TASK:
Retype every entry in its entirety, without alteration.

Data records:
===
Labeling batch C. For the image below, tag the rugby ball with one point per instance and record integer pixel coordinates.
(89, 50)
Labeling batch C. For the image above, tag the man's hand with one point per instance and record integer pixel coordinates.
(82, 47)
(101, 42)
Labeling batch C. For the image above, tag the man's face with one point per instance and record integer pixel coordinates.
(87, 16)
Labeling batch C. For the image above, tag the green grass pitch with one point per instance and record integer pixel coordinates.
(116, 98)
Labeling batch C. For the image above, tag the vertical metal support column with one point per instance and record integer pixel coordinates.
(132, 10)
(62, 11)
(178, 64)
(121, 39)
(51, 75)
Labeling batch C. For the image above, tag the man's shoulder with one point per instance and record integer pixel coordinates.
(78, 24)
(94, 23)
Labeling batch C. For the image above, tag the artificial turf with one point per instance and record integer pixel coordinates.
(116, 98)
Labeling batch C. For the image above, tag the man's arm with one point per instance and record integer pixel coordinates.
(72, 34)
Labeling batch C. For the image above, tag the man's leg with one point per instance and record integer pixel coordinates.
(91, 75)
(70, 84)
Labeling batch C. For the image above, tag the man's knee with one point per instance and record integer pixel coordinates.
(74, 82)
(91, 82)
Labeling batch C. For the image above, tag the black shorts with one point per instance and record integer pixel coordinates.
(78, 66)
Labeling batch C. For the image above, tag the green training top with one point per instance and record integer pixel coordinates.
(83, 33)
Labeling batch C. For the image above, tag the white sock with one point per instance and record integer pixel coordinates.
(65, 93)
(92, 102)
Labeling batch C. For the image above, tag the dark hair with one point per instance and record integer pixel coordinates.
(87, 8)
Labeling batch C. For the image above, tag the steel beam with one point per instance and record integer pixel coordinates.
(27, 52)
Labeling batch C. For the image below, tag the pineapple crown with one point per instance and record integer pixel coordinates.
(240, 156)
===
EXERCISE ANSWER:
Labeling batch C. For the image below, tag the rugby ball with one point per instance and record integer pixel coordinates.
(89, 50)
Labeling batch C. For the image above, tag the man's hand with one point per instance and record integer pixel coordinates.
(82, 47)
(101, 42)
Labeling batch C. For the image above, tag the man's face with one point per instance and record integer pixel coordinates.
(87, 16)
Labeling batch C. For the image above, tag the green grass pitch with one point per instance and record integer pixel coordinates.
(116, 98)
Labeling batch C. For the image above, tag the vertical metal support column with one point per instance and record integer pixel coordinates.
(132, 10)
(62, 11)
(178, 64)
(121, 39)
(51, 75)
Labeling batch C. For the image above, tag the man's shoulder with one point per instance and record integer pixel coordinates.
(78, 24)
(94, 23)
Labeling batch C. For the image above, tag the artificial turf with one point per instance and record integer pixel coordinates.
(116, 98)
Labeling batch C. For the image above, tag the man's arm with one point per instance and record integer pixel coordinates.
(72, 34)
Labeling batch C. For the image above, tag the man's leg with one point per instance and record integer pixel coordinates.
(91, 75)
(70, 84)
Labeling batch C. For the image above, tag the man's knee with one point per instance and record integer pixel coordinates.
(74, 82)
(91, 82)
Labeling batch C. For the image above, tag the black shorts with one point per instance and record integer pixel coordinates.
(78, 66)
Labeling batch C. For the image above, tag the green training top with one point per instance and record integer pixel coordinates.
(83, 33)
Labeling batch C. For the image above, tag the white sock with one point per instance and record integer pixel coordinates.
(65, 93)
(92, 102)
Labeling batch C. For the image above, tag the dark hair with one point per instance and record integer pixel coordinates.
(87, 8)
Labeling batch C. For the image above, tag the steel beam with one point per instance and record integer pixel coordinates.
(27, 52)
Labeling batch C. For the image below, tag the pineapple crown with one point per instance and record integer pixel coordinates.
(240, 156)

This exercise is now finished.